**Dataset rows:**
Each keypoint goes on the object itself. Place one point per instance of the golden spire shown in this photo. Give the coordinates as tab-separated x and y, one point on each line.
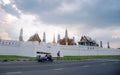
66	37
54	39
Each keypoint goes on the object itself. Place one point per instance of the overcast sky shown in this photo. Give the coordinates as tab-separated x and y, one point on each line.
98	19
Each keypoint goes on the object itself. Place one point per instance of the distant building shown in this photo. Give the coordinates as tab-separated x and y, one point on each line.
54	41
21	35
35	37
108	46
66	40
87	41
44	37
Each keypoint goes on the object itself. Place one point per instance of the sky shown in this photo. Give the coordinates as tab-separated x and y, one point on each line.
98	19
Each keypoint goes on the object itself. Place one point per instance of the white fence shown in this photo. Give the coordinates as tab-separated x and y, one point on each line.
30	49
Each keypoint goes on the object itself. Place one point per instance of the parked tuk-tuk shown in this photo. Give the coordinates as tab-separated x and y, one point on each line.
44	56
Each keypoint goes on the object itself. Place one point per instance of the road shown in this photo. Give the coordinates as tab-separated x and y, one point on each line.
63	67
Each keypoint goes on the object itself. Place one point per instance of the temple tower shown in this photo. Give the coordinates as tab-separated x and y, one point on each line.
101	44
108	45
21	35
58	38
54	41
66	37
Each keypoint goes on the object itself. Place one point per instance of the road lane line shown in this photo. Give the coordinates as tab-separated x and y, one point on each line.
85	66
13	72
58	69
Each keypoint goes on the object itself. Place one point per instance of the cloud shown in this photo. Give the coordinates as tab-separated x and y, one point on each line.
4	36
98	19
99	13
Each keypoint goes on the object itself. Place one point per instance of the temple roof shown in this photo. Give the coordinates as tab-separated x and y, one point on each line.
35	37
87	39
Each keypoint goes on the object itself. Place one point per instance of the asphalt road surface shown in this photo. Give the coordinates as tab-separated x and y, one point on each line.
63	67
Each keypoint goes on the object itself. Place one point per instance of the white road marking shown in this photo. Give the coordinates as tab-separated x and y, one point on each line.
58	69
85	66
13	72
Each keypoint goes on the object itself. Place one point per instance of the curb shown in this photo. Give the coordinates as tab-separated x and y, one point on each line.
5	60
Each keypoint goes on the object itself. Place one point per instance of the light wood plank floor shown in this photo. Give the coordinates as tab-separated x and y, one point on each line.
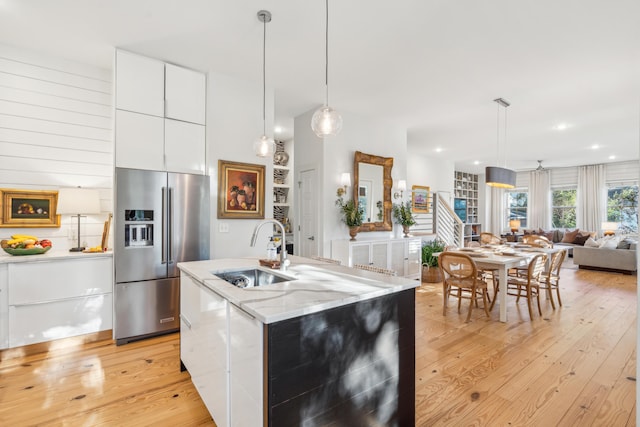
574	366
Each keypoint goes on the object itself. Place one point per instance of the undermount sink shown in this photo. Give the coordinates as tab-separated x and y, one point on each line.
251	277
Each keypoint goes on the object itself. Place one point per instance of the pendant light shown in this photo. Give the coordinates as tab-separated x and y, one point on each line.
326	121
497	176
264	146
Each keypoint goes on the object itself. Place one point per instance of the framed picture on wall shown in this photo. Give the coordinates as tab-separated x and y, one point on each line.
419	199
28	208
240	190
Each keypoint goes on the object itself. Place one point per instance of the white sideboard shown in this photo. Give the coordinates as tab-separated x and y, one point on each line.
47	297
402	255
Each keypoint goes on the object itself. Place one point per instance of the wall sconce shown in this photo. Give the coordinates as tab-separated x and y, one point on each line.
402	186
345	181
609	228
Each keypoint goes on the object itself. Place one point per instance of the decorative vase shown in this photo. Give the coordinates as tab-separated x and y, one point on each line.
353	231
431	274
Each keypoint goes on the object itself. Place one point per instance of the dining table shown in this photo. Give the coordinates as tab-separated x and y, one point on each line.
503	258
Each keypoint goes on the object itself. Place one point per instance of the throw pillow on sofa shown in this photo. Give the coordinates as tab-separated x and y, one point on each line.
570	236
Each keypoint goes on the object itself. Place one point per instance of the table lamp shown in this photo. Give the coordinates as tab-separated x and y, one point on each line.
78	201
609	228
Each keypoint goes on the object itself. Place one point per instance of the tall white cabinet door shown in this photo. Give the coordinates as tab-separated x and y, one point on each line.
139	141
185	94
139	84
184	147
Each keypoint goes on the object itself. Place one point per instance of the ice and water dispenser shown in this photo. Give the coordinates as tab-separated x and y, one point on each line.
138	227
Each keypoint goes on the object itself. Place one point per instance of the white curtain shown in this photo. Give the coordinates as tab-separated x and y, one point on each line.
539	211
496	211
591	200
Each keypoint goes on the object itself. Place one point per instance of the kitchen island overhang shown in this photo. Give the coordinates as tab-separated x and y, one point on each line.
336	345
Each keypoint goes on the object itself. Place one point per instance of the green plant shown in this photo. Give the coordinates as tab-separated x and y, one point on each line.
402	214
352	214
428	249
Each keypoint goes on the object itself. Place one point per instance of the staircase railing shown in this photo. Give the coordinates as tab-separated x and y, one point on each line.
447	225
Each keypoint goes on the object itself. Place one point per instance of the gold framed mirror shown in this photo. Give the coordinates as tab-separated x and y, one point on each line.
372	189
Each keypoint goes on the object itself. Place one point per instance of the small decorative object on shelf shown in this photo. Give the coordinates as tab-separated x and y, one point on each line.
402	215
352	215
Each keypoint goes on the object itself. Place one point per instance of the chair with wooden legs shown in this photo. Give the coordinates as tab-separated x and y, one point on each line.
490	239
528	286
551	277
460	279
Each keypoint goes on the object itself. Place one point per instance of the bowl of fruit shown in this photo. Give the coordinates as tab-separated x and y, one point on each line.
22	244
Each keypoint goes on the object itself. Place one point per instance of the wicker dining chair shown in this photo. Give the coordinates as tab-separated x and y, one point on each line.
551	277
529	285
461	280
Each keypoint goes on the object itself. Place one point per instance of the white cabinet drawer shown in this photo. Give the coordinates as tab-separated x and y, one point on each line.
33	282
36	323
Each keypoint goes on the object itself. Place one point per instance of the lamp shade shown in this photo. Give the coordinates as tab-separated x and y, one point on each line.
500	177
77	201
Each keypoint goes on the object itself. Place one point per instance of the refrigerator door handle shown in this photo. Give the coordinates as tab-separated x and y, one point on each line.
164	226
170	226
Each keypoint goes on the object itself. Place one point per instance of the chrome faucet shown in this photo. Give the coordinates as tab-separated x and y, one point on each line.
284	262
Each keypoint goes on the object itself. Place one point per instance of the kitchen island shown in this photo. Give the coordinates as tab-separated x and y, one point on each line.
331	345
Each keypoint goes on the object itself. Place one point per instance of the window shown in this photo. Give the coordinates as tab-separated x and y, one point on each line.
622	207
517	207
563	208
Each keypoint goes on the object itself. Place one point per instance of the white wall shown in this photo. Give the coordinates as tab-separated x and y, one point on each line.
57	131
234	122
334	155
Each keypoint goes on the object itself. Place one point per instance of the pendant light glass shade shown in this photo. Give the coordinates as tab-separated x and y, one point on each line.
496	176
264	146
326	121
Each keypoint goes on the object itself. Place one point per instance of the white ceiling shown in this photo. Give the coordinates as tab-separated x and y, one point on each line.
432	66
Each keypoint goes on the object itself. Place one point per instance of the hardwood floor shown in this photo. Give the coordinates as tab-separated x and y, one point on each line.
572	366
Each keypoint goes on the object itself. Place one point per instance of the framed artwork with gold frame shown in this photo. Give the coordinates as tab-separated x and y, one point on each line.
240	190
28	208
419	199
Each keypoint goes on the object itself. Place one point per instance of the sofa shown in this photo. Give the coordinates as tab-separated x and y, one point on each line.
621	257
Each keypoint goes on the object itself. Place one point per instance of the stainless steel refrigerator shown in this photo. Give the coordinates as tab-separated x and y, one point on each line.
160	219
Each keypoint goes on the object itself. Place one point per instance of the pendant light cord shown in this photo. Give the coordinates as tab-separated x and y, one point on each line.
326	52
264	76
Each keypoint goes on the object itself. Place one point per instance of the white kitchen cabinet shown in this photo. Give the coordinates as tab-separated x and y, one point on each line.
185	94
52	299
139	141
184	147
401	255
169	139
204	349
4	307
246	361
139	84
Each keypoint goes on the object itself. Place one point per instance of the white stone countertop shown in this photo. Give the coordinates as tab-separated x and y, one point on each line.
318	286
51	254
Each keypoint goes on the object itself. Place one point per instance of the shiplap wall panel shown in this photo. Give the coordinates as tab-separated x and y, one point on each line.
56	130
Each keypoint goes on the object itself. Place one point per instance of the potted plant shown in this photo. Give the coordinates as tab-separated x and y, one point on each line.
430	271
402	215
352	215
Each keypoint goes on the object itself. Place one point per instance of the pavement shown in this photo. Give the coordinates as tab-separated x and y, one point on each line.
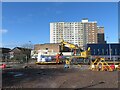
55	76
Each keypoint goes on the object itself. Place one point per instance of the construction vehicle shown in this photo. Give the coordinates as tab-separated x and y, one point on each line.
78	52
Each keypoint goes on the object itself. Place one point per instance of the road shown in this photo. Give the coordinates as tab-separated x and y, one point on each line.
55	76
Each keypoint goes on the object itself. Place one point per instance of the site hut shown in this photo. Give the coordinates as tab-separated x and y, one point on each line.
20	54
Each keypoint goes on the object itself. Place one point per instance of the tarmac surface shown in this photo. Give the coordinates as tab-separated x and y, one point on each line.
55	76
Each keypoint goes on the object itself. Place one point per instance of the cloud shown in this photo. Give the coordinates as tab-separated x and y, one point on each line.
3	31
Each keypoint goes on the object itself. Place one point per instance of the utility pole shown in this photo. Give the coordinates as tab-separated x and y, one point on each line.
109	49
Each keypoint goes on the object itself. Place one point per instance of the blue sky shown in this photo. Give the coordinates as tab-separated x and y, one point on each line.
24	22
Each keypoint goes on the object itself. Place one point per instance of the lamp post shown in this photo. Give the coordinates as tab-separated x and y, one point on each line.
109	50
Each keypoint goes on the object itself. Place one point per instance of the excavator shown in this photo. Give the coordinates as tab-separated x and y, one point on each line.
78	52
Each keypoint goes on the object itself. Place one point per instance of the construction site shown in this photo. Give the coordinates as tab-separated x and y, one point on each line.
77	71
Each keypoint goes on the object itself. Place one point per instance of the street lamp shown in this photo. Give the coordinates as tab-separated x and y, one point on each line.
109	49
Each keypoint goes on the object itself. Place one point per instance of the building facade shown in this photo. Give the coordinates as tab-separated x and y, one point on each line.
105	50
79	33
19	53
100	35
4	54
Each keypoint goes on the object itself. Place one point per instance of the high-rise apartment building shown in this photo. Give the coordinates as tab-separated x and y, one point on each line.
79	33
100	35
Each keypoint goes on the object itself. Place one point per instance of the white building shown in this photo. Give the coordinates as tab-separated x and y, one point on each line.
79	33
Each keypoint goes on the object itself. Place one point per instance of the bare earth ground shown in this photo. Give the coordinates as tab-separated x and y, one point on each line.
55	76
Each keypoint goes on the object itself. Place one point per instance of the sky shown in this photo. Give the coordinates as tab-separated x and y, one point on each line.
29	22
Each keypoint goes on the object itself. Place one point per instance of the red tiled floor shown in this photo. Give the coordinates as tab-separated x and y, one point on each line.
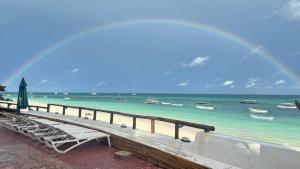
18	151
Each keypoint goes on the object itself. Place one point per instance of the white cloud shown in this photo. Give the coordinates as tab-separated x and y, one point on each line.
279	82
228	83
250	85
253	51
184	84
208	85
43	81
102	83
167	73
251	82
75	70
198	61
291	10
217	79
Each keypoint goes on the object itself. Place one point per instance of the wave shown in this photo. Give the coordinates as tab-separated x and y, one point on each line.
205	107
258	110
286	107
269	118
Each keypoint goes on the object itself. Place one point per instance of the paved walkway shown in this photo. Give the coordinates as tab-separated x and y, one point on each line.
20	152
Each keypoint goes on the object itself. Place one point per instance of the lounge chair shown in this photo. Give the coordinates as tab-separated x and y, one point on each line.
77	139
73	135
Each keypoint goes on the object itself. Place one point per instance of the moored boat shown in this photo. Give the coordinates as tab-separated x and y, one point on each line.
248	102
257	110
204	106
152	101
254	116
286	106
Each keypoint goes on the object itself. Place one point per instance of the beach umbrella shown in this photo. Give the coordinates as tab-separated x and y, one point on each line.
22	96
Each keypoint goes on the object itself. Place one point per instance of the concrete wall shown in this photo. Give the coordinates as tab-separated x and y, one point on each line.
239	152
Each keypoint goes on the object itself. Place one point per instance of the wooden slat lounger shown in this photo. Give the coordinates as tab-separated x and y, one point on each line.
78	139
43	128
74	134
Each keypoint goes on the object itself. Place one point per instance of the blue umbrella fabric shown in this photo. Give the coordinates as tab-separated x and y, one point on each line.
22	96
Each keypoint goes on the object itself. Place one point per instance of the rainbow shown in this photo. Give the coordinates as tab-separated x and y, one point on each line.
199	26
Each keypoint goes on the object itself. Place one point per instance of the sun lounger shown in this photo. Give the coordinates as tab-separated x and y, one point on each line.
75	140
61	137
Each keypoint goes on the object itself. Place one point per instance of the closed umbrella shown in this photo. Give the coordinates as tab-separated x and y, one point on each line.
22	96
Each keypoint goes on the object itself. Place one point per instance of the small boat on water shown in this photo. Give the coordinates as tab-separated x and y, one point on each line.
203	106
257	110
202	103
152	101
254	116
248	102
287	106
120	99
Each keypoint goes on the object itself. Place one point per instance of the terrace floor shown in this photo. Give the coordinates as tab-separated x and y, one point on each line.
20	152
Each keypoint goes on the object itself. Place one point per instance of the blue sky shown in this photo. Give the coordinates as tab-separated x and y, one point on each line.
162	58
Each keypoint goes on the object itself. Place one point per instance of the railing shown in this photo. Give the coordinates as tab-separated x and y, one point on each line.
177	123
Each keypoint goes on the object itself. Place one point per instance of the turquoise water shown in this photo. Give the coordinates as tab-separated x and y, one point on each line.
229	116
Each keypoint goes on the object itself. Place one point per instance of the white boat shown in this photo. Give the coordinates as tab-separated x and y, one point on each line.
257	110
152	101
120	99
286	107
205	107
178	105
269	118
133	93
248	102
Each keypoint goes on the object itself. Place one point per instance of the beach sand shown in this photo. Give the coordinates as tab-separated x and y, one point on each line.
161	127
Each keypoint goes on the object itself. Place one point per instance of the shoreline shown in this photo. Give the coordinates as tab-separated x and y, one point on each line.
163	128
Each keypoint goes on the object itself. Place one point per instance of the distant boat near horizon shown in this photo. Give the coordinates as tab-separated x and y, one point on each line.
120	99
260	117
152	101
257	110
178	105
204	106
248	102
287	106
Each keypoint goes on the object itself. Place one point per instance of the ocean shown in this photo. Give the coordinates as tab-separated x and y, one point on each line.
230	117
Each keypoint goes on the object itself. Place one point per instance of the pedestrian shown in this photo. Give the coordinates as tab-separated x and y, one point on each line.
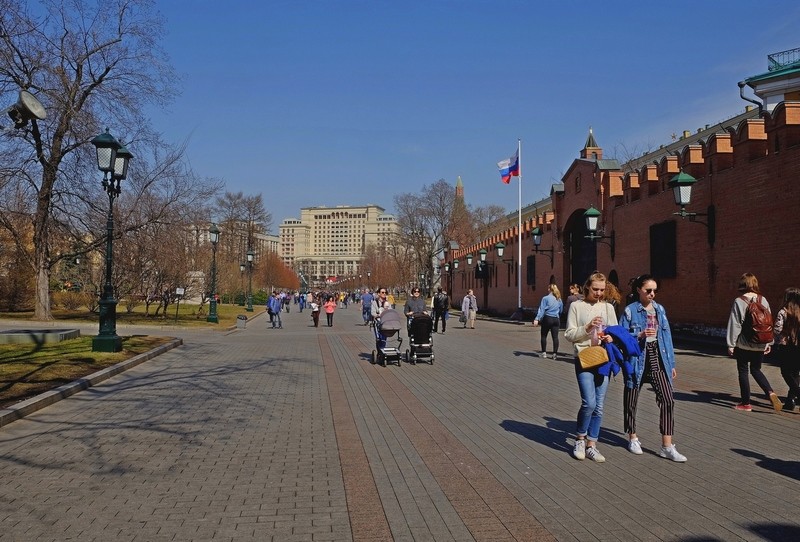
441	309
469	309
574	295
585	323
748	354
314	312
787	335
330	308
549	315
647	322
414	305
366	307
275	304
379	304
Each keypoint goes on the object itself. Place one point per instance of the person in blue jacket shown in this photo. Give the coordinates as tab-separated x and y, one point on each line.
549	315
647	322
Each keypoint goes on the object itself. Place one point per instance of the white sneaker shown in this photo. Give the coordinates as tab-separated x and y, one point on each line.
672	453
635	447
594	455
579	451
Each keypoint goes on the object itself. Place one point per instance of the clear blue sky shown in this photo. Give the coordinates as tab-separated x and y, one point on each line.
350	102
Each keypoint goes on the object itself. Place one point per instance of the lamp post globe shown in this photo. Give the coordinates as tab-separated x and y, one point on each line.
213	236
112	160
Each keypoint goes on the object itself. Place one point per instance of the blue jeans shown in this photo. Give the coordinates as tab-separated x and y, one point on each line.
593	392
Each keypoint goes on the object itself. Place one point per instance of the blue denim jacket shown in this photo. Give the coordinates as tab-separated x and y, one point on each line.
636	315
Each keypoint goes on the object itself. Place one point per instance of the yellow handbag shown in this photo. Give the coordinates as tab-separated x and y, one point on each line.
592	357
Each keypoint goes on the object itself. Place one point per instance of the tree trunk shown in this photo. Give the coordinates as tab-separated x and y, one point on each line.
42	308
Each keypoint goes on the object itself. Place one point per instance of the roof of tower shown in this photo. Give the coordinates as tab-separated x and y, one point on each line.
590	141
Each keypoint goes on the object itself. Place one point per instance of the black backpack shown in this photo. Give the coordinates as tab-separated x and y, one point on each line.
757	323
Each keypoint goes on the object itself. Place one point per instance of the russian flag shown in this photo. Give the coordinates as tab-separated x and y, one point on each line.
509	167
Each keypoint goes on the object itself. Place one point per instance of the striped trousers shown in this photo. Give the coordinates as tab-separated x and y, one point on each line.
654	373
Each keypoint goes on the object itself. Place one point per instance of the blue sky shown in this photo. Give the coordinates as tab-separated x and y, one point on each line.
349	102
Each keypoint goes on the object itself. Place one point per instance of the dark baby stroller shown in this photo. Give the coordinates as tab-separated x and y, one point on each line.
420	339
388	325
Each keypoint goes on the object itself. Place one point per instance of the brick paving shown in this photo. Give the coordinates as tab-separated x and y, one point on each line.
292	434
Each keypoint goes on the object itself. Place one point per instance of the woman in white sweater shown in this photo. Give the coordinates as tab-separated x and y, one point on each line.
585	323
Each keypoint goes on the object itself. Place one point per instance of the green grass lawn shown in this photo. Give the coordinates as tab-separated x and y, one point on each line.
29	369
187	315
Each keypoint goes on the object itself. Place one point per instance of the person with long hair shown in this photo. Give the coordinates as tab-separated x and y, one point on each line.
585	323
549	314
787	335
647	322
748	354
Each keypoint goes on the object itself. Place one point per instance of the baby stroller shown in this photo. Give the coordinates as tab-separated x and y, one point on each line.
389	325
420	338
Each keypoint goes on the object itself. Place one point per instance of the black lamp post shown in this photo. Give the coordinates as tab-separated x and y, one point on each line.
592	217
681	185
112	160
242	267
250	257
213	235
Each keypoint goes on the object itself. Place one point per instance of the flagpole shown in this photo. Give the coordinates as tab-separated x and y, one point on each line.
519	227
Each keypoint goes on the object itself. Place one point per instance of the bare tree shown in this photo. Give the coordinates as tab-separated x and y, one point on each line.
423	221
92	65
486	221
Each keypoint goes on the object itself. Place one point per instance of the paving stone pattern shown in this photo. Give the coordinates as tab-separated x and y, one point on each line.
292	434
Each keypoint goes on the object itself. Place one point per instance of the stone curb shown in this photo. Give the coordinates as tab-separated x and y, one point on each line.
29	406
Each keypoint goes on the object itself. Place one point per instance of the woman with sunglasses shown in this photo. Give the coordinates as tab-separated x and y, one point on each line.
584	328
647	321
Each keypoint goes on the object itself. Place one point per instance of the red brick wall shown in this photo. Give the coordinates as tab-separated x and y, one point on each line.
756	193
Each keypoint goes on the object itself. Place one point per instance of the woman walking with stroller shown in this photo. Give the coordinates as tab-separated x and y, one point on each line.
549	315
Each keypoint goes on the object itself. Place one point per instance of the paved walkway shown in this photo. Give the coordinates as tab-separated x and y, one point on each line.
292	434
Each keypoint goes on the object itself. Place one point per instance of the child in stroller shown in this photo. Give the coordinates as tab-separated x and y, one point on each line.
387	325
420	338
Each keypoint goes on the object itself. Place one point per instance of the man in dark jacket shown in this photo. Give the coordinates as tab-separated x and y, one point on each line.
441	306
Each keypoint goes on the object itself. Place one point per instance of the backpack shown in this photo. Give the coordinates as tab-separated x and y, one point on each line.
757	323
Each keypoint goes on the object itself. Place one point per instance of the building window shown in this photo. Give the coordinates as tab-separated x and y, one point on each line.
663	250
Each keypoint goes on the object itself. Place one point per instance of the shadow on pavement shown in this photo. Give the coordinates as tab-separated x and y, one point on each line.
790	469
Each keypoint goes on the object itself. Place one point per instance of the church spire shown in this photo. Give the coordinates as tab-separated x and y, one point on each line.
591	150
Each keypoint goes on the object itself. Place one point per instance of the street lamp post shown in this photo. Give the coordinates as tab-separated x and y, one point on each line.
112	160
213	234
242	267
250	257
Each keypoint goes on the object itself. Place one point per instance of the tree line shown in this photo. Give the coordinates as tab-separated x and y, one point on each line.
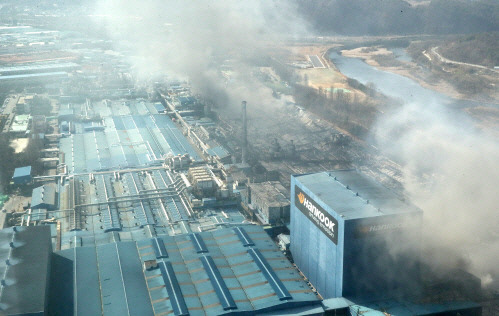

**Task requirements:** Report how many lines of the records above contain the word "ocean". Give only the number.

**Output for this exercise:** 1